* **Work to be completed**: Retype the passage on Rome's fall and American bureaucracy, everything from "Trading the Constitution" down to "the Washington establishment.".

* **Text under study**:

▼

Trading the Constitution for Bureaucracy: Rome’s Fall Came from Central Administrators, and so could America’s
In eras of unrest, the scope of politics changes, as subjects once considered outside power’s scope get drawn into contests over who holds it. A subtle but significant example of this shift surfaced two months ago in The New York Times, in an opinion article that politicized history without acknowledging that the historical lens it used was far from definitive. The article, titled “America is an Empire in Decline. That Doesn’t Mean it Has to Fall” by political economist John Rapley, used an interpretation of the Roman Empire’s dissolution to endorse policies favored by the Washington establishment.

▲

Stored data entries
▼

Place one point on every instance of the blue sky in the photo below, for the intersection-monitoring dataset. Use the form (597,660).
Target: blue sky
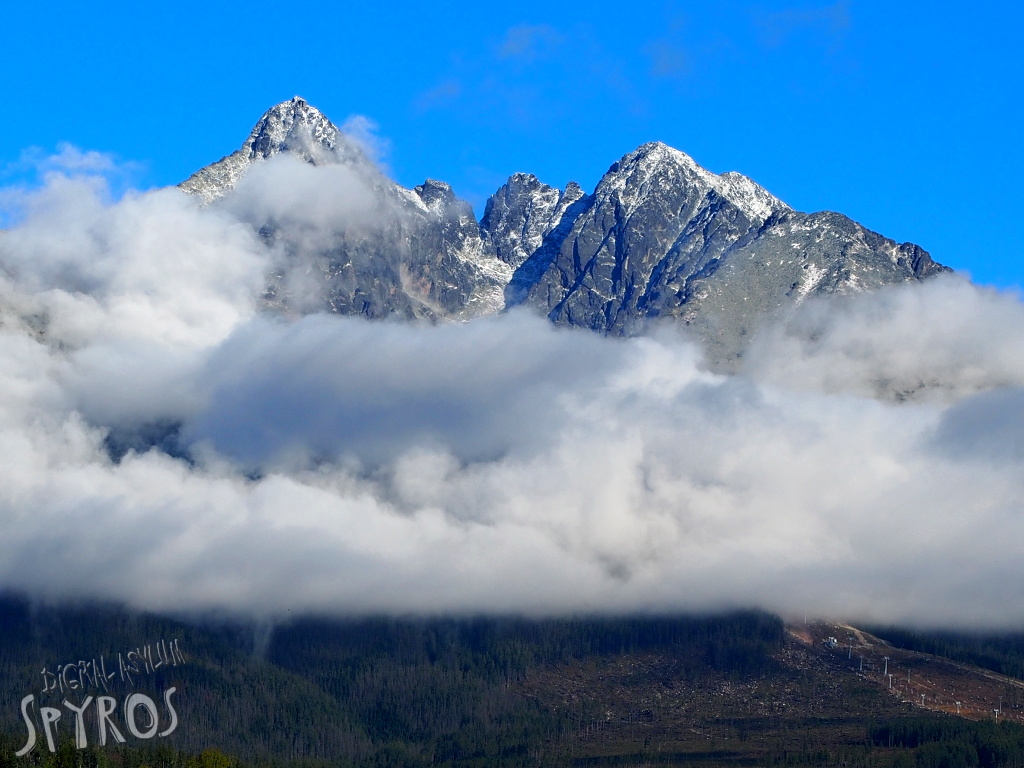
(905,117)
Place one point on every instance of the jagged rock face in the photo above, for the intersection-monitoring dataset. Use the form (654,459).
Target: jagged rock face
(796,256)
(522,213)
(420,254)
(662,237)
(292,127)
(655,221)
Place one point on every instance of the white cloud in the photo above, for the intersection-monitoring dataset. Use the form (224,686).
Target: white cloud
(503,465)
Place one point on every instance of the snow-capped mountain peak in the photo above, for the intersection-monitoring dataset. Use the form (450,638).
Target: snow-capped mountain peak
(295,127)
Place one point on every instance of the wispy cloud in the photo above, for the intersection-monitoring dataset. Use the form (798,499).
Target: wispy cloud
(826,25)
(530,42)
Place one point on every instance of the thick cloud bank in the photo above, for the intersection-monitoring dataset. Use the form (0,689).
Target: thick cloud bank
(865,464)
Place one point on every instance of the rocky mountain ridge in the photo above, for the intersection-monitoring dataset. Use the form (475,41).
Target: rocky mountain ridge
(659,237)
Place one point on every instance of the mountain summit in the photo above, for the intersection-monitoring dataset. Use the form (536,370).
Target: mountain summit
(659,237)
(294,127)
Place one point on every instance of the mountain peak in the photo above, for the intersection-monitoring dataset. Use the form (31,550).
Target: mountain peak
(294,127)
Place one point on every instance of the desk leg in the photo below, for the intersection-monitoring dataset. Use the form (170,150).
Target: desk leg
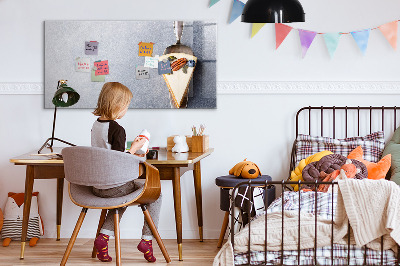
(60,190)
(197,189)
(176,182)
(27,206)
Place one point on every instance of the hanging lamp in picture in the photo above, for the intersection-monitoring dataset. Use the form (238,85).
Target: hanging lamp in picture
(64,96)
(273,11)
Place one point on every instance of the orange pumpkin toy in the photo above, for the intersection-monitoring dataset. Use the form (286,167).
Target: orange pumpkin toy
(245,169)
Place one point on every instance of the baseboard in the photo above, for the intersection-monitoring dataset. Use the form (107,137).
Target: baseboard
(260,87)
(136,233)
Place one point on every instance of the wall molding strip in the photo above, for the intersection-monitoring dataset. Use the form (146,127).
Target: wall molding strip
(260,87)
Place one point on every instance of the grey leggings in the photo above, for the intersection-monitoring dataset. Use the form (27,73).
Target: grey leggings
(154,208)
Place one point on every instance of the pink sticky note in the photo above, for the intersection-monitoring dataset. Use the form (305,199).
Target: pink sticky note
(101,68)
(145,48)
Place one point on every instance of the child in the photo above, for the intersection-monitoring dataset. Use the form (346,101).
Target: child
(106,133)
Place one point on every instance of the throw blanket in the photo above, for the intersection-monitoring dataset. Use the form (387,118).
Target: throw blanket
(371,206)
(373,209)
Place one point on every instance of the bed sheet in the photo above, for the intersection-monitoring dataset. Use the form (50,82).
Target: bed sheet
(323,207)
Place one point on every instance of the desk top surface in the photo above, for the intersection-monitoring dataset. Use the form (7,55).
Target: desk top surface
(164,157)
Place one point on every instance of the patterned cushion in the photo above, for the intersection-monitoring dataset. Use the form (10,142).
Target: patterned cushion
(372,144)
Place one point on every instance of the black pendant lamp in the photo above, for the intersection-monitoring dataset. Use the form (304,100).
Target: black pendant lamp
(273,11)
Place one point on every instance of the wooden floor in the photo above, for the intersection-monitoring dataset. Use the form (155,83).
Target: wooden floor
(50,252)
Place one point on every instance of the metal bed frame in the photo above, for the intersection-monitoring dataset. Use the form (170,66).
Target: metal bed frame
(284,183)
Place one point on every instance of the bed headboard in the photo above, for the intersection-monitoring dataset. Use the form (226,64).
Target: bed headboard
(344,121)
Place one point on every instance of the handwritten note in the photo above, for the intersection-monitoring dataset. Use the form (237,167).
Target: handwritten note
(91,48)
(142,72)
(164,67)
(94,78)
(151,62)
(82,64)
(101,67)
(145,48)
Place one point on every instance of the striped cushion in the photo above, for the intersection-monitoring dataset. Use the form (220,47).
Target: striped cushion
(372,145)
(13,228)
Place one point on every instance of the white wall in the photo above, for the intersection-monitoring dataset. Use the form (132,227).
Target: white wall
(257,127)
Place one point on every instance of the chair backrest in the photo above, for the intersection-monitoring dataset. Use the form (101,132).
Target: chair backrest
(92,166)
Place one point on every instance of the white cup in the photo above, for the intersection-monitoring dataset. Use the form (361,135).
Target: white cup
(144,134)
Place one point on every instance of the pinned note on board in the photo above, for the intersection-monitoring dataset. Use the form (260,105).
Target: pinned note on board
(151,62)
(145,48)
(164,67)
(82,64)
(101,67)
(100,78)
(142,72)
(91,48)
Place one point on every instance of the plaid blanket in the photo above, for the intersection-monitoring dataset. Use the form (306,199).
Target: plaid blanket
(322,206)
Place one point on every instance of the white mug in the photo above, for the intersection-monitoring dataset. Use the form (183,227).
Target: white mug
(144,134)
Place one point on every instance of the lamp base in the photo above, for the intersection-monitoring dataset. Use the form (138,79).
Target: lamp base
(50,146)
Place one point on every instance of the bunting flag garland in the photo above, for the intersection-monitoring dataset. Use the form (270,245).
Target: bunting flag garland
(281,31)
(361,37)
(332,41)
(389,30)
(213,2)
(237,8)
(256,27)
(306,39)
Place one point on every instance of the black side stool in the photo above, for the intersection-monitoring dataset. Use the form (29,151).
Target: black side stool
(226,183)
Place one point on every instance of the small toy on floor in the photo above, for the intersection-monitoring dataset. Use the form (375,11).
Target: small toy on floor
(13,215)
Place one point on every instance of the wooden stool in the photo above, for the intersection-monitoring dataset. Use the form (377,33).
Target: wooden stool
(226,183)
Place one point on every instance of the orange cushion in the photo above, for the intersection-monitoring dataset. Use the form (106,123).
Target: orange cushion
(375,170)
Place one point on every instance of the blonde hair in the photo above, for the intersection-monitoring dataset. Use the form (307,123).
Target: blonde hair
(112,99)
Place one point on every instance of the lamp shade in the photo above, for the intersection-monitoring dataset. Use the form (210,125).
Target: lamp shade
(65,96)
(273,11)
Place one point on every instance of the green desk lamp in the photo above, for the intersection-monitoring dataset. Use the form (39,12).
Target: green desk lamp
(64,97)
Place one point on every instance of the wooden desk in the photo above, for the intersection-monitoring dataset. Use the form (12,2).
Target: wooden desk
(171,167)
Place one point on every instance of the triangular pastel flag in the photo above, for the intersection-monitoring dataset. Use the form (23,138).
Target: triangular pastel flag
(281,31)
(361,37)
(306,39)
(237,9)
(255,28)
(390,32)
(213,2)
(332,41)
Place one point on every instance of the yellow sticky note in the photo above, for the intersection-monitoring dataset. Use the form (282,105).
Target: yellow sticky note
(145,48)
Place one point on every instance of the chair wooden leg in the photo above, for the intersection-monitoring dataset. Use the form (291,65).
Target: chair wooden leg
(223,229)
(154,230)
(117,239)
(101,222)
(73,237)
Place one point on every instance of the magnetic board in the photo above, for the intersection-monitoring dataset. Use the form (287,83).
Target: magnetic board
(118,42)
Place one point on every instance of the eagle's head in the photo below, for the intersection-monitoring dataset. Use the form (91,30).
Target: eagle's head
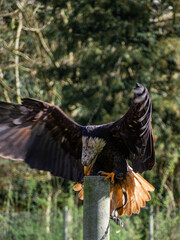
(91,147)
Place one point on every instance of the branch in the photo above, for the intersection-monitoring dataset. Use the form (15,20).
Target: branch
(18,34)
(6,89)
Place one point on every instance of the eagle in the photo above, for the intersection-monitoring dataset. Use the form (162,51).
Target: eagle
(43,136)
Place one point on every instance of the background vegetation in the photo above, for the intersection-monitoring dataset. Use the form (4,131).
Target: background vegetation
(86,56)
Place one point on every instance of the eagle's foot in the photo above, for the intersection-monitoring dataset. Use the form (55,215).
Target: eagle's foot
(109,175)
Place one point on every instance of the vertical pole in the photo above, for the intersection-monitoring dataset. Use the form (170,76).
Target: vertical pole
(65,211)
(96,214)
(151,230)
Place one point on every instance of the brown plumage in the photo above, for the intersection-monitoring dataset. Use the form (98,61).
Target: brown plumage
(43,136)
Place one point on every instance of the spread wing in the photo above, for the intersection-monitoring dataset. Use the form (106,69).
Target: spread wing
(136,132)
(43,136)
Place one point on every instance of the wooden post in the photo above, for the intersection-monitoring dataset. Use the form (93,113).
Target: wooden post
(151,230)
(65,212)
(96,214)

▲

* **Result of the exercise**:
Trading the Constitution for Bureaucracy: Rome’s Fall Came from Central Administrators, and so could America’s
In eras of unrest, the scope of politics changes, as subjects once considered outside power’s scope get drawn into contests over who holds it. A subtle but significant example of this shift surfaced two months ago in The New York Times, in an opinion article that politicized history without acknowledging that the historical lens it used was far from definitive. The article, titled “America is an Empire in Decline. That Doesn’t Mean it Has to Fall” by political economist John Rapley, used an interpretation of the Roman Empire’s dissolution to endorse policies favored by the Washington establishment.